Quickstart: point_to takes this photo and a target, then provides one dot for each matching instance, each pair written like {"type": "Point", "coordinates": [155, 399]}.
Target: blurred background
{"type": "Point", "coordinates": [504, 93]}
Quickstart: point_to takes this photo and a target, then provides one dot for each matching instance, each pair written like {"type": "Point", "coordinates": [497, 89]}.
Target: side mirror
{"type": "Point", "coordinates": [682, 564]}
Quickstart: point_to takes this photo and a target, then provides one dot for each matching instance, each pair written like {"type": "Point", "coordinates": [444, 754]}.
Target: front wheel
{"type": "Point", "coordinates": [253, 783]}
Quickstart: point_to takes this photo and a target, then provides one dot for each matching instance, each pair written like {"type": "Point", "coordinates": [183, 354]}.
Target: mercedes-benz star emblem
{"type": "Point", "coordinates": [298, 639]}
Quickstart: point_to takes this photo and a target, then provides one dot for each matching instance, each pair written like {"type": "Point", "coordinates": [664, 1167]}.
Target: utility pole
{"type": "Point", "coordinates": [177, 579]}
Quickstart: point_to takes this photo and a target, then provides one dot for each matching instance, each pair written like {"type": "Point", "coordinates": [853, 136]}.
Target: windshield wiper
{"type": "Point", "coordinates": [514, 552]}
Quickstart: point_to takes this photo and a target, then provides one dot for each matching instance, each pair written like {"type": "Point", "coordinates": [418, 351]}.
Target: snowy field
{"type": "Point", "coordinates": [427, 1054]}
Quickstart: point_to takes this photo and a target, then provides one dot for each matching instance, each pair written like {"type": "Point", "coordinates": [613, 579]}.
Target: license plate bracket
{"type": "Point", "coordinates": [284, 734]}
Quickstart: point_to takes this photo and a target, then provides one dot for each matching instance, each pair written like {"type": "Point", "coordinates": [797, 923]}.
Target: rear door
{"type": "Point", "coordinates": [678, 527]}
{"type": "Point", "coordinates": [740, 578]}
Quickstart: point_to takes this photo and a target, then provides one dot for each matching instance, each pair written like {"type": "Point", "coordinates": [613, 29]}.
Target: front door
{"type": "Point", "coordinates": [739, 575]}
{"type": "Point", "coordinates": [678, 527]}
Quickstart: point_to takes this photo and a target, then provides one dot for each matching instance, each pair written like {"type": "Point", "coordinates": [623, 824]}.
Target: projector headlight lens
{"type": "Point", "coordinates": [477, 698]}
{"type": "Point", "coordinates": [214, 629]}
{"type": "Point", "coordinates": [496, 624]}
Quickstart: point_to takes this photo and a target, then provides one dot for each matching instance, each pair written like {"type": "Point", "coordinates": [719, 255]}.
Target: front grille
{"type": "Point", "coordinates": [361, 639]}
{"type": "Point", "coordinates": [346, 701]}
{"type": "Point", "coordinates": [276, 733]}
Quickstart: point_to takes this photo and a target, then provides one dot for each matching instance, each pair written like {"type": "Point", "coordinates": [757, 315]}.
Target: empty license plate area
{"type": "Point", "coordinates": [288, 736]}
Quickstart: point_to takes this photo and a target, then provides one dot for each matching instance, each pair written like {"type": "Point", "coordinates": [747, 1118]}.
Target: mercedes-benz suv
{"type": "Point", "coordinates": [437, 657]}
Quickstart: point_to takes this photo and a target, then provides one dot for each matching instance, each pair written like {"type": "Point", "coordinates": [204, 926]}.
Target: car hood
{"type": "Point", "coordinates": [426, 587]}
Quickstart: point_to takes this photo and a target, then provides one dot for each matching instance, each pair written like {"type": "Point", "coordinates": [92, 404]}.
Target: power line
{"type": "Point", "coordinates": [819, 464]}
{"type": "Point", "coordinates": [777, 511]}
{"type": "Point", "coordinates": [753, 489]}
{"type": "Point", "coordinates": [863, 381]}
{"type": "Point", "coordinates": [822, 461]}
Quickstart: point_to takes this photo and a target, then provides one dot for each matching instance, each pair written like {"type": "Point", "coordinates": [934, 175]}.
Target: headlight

┄┄┄┄┄┄

- [Work to complete]:
Every record above is to be copied exactly.

- [Response to the task]:
Quickstart: point_to takes this photo and a target, then provides one dot for each matching instance, each pair written like {"type": "Point", "coordinates": [155, 399]}.
Target: blurred background
{"type": "Point", "coordinates": [504, 93]}
Quickstart: point_to takes this photo and a target, then provides one dot for each matching instance, each pair written like {"type": "Point", "coordinates": [497, 89]}.
Target: side mirror
{"type": "Point", "coordinates": [682, 564]}
Quickstart: point_to takes this photo and a target, then provides one dot for each matching instance, each pair written like {"type": "Point", "coordinates": [444, 754]}.
Target: front wheel
{"type": "Point", "coordinates": [253, 783]}
Quickstart: point_to takes this photo and a target, then provides one dot for each matching instance, each pair written like {"type": "Point", "coordinates": [183, 354]}.
Target: mercedes-benz star emblem
{"type": "Point", "coordinates": [298, 639]}
Quickstart: point_to takes this photo and a target, then provides one dot for each matching instance, each pair written like {"type": "Point", "coordinates": [664, 1167]}.
Target: utility pole
{"type": "Point", "coordinates": [177, 579]}
Quickstart: point_to takes this photo and a target, then provides one dot for each matching instance, each pair written like {"type": "Point", "coordinates": [853, 136]}.
Target: windshield wiper
{"type": "Point", "coordinates": [514, 552]}
Quickstart: point_to takes this photo and a target, then provides one dot for each matching instance, each pair written like {"type": "Point", "coordinates": [418, 351]}.
Target: snowy field
{"type": "Point", "coordinates": [427, 1054]}
Quickstart: point_to takes this photo and a target, then provides one dot for each matching instance, each pair written like {"type": "Point", "coordinates": [613, 579]}.
Target: license plate bracket
{"type": "Point", "coordinates": [284, 734]}
Quickstart: point_to takes this photo and a target, then provides one dot for each matching instance, each pair written like {"type": "Point", "coordinates": [797, 923]}.
Target: rear door
{"type": "Point", "coordinates": [678, 527]}
{"type": "Point", "coordinates": [740, 578]}
Quickstart: point_to takes this photo and a target, then provides one dot for each matching instance, each pair written like {"type": "Point", "coordinates": [613, 29]}.
Target: front door
{"type": "Point", "coordinates": [739, 575]}
{"type": "Point", "coordinates": [678, 527]}
Quickstart: point_to takes this photo and a target, then provides one dot for each matching instance, each pair written like {"type": "Point", "coordinates": [623, 824]}.
Target: projector headlight lens
{"type": "Point", "coordinates": [477, 698]}
{"type": "Point", "coordinates": [214, 629]}
{"type": "Point", "coordinates": [496, 624]}
Quickstart: point_to takes this photo and a target, then provides one dot for each matching instance, each pair written like {"type": "Point", "coordinates": [719, 255]}.
Target: front grille
{"type": "Point", "coordinates": [361, 639]}
{"type": "Point", "coordinates": [346, 701]}
{"type": "Point", "coordinates": [276, 733]}
Quickstart: point_to takes this photo and a target, then provides one dot for each matching instance, each pair written like {"type": "Point", "coordinates": [757, 315]}.
Target: empty license plate area
{"type": "Point", "coordinates": [288, 736]}
Quickstart: point_to takes this photo and a target, then provides one dot for each matching instance, each pair written like {"type": "Point", "coordinates": [747, 1118]}.
Target: mercedes-benz suv
{"type": "Point", "coordinates": [437, 657]}
Quickstart: point_to takes this photo and a target, then provides one dot for each matching instance, each pair written like {"type": "Point", "coordinates": [204, 926]}.
Target: car hood
{"type": "Point", "coordinates": [426, 587]}
Quickstart: point_to takes this photo and a target, then provides one dot for each matching instance, each pair written like {"type": "Point", "coordinates": [92, 404]}.
Target: power line
{"type": "Point", "coordinates": [819, 464]}
{"type": "Point", "coordinates": [777, 511]}
{"type": "Point", "coordinates": [753, 489]}
{"type": "Point", "coordinates": [863, 381]}
{"type": "Point", "coordinates": [822, 461]}
Quickstart: point_to takes this photo and a target, then provides one dot for each matching instance, each pair written like {"type": "Point", "coordinates": [934, 175]}.
Target: headlight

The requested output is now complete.